Polecenie
Proszę wypisać słowo w słowo z uzasadnienia wyroku odcinek od „Apelacja obrońcy oskarżonego” aż po „Poznaniu do ponownego rozpoznania.”.

Fragment tekstu

-- -- --

Mając powyższe na uwadze skarżący wniósł o zmianę zaskarżonego wyroku poprzez uniewinnienie oskarżonego, ewentualnie o jego uchylenie i przekazanie sprawy Sądowi I instancji do ponownego rozpoznania.

Sąd Okręgowy zważył, co następuje:

Apelacja obrońcy oskarżonego okazała się skuteczna, bowiem w wyniku jej rozpoznania Sąd Okręgowy uznał za konieczne na podstawie art. 437 § 2 k.p.k. w brzmieniu obowiązującym przed dniem 1 lipca 2015 r. (z uwagi na art. 36 pkt 2 ustawy z dnia 27 września 2013 r. o zmianie ustawy - Kodeks postępowania karnego oraz niektórych innych ustaw - Dz.U.2013.1247) uchylić zaskarżony wyrok i przekazać sprawę w tym zakresie Sądowi Rejonowemu Poznań - Nowe Miasto i Wilda w Poznaniu do ponownego rozpoznania.

W pierwszej kolejności wskazać trzeba, że rozpoznając niniejszą sprawę Sąd Okręgowy nie stwierdził którejkolwiek z przesłanek opisanych w art. 439 § 1 k.p.k. lub art. 440 k.p.k., która determinowałaby uchylenie, bądź zmianę zaskarżonego wyroku niezależnie od granic zaskarżenia wyznaczonych treścią wywiedzionego środka odwoławczego. Jednocześnie z uwagi na fakt wniesienia w niniejszej sprawie środka odwoławczego wyłącznie na korzyść oskarżonego, sąd odwoławczy nie pozostawał związany sformułowanymi przez skarżącego zarzutami - nie wyznaczały one bowiem granic środka odwoławczego. Związanie takie, zgodnie z treścią art. 434 § 1 zd. 2 k.p.k., występuje bowiem wyłącznie w przypadku rozpoznawania środka odwoławczego wniesionego na niekorzyść oskarżonego przez tzw. podmiot kwalifikowany, tj. oskarżyciela publicznego lub pełnomocnika (szerzej: m.in. wyrok Sądu Apelacyjnego w Gdańsku z dnia 11 kwietnia 2013 r., sygn. II AKa 85/13, LEX nr 1316172).

Tym niemniej, odnosząc się do zarzutów podniesionych przez skarżącego, zauważyć należy, że na uwzględnienie zasługiwały przede wszystkim te z nich, które odnosiły się do błędnej oceny zgromadzonego w sprawie materiału dowodowego, a w konsekwencji błędnych ustaleń faktycznych Sądu I instancji, a także zarzut naruszenia art. 424 k.p.k.

-- -- --

Zbiór danych
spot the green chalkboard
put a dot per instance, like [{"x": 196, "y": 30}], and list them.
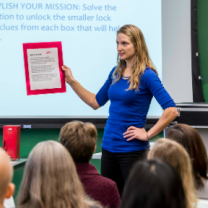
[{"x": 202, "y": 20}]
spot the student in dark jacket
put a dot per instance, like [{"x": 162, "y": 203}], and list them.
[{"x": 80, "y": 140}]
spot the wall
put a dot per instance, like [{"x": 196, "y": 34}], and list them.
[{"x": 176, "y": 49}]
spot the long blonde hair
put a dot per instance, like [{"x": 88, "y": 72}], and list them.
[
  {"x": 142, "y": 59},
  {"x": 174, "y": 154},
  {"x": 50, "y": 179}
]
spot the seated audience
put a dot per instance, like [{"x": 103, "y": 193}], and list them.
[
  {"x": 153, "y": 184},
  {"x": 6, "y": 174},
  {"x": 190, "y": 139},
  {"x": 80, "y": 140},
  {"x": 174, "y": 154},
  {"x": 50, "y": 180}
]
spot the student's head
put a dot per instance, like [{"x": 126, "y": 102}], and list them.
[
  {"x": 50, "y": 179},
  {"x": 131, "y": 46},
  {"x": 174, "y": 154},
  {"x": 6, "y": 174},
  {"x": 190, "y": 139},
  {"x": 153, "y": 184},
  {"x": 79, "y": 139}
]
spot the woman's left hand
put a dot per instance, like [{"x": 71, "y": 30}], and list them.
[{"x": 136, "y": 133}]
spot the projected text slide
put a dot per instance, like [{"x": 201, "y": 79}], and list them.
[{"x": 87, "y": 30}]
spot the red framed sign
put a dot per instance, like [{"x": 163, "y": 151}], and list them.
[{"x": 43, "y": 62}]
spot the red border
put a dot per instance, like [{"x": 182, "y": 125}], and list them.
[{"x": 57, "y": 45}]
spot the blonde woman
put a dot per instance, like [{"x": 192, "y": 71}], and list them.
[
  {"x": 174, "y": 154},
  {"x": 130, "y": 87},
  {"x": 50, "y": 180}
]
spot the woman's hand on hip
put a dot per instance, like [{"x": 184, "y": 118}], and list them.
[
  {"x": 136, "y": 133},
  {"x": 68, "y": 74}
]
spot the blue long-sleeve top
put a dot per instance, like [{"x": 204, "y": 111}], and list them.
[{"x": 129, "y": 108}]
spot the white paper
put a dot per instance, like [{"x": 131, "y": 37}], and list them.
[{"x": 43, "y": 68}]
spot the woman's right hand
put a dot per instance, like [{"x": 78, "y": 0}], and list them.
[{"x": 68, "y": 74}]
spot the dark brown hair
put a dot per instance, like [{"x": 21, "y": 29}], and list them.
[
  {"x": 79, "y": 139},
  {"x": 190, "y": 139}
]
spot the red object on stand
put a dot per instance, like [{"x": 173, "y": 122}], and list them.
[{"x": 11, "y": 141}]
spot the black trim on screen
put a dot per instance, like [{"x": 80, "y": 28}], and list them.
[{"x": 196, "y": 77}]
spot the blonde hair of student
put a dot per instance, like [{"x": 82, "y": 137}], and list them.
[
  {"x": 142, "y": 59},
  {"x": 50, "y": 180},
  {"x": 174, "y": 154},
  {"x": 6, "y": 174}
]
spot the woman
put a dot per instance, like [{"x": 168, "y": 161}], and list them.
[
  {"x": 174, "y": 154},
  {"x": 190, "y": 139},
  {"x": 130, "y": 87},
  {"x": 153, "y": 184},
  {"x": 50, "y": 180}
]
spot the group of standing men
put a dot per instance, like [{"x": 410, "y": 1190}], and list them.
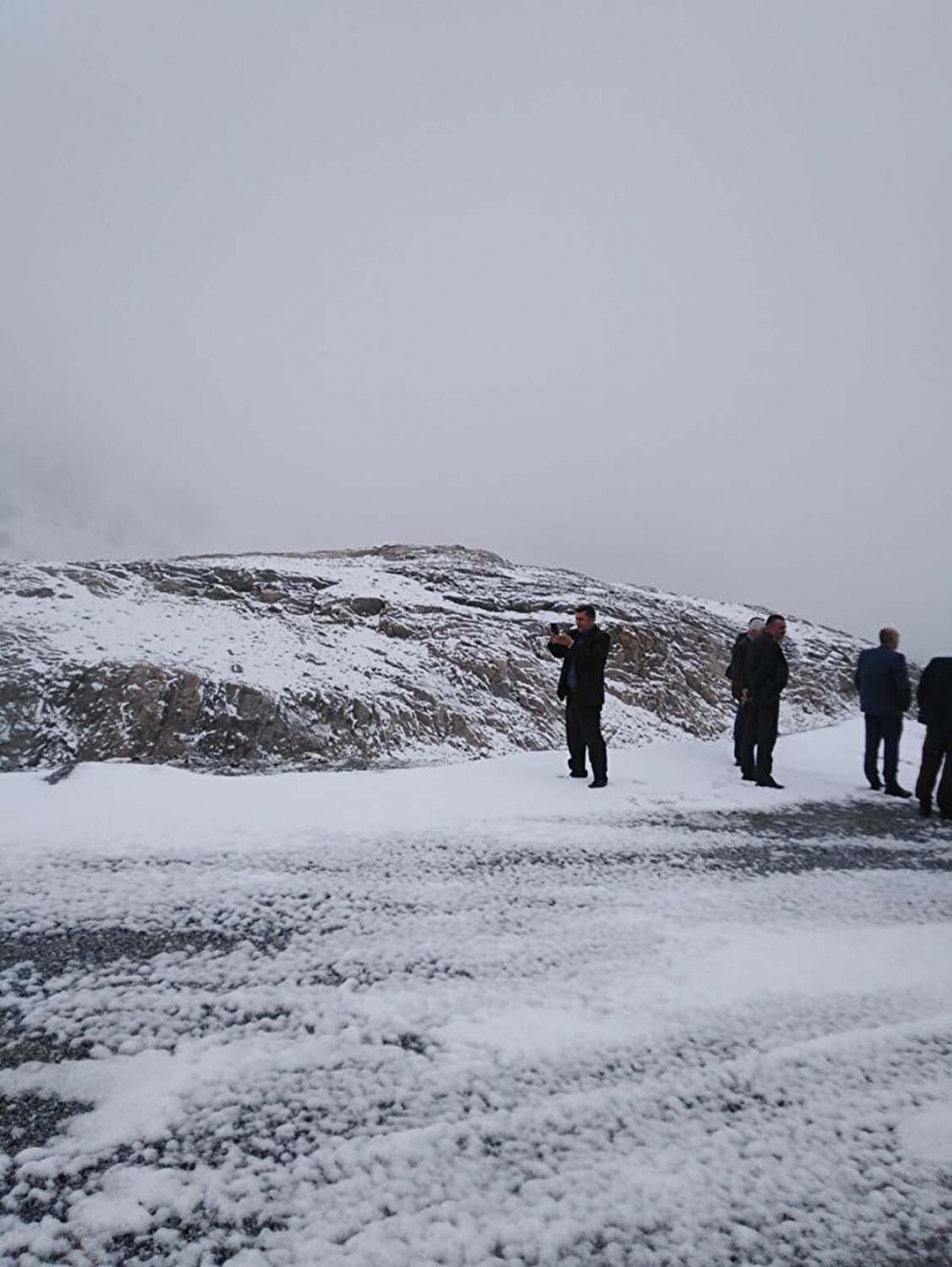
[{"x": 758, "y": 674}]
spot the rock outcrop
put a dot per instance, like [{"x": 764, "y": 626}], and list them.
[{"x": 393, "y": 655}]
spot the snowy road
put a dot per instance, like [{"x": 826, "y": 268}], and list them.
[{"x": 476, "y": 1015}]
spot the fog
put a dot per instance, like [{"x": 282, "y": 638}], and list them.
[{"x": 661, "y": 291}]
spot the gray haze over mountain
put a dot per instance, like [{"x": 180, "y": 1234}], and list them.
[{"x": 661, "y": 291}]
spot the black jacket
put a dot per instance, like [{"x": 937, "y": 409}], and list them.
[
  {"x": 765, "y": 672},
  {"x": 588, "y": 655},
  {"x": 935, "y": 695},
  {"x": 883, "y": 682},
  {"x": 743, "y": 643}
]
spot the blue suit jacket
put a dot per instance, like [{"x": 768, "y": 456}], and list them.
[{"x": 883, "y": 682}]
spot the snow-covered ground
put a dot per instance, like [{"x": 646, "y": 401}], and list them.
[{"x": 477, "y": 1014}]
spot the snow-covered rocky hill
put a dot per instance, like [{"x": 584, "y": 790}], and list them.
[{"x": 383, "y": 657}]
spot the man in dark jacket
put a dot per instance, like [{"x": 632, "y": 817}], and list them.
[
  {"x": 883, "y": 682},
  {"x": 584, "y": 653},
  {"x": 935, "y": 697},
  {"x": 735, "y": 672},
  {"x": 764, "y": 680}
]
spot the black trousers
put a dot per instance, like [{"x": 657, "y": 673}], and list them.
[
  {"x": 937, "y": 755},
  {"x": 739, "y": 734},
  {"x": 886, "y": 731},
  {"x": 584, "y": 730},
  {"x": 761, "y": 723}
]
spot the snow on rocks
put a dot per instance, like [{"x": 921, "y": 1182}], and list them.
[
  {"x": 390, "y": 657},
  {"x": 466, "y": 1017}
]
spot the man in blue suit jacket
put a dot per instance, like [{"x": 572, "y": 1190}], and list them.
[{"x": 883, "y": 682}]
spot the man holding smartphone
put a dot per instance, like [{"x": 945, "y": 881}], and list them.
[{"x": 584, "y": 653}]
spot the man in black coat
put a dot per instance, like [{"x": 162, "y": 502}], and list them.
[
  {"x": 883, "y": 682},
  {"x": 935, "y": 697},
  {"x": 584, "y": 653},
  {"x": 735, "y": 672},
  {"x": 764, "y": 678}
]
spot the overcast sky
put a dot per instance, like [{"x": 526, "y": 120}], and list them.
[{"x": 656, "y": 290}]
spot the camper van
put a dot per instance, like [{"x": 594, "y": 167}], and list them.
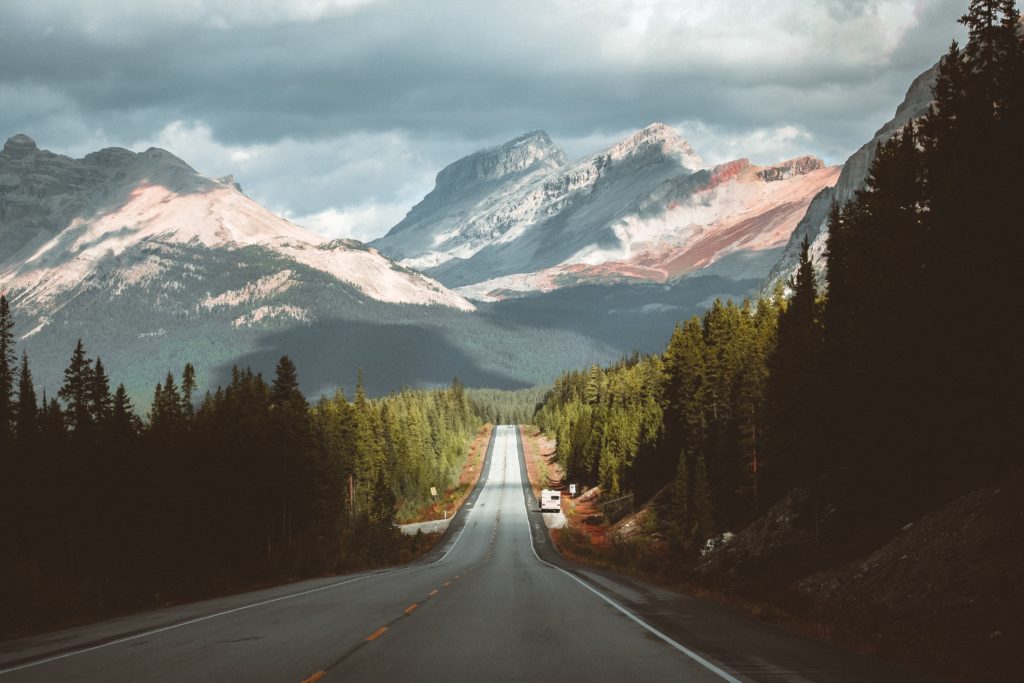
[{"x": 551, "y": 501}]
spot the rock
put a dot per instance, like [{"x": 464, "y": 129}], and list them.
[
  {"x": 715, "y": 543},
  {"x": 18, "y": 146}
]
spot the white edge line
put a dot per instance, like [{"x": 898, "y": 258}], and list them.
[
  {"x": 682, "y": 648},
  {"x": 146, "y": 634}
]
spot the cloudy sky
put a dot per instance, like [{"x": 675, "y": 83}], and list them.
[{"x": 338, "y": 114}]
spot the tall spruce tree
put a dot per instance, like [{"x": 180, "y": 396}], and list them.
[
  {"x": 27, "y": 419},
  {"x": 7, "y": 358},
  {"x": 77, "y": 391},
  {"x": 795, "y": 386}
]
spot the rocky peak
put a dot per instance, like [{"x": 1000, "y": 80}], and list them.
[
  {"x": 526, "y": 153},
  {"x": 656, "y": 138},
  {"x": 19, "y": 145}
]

-- -- --

Odpowiedź
Apelacja obrońcy oskarżonego okazała się skuteczna, bowiem w wyniku jej rozpoznania Sąd Okręgowy uznał za konieczne na podstawie art. 437 § 2 k.p.k. w brzmieniu obowiązującym przed dniem 1 lipca 2015 r. (z uwagi na art. 36 pkt 2 ustawy z dnia 27 września 2013 r. o zmianie ustawy - Kodeks postępowania karnego oraz niektórych innych ustaw - Dz.U.2013.1247) uchylić zaskarżony wyrok i przekazać sprawę w tym zakresie Sądowi Rejonowemu Poznań - Nowe Miasto i Wilda w Poznaniu do ponownego rozpoznania.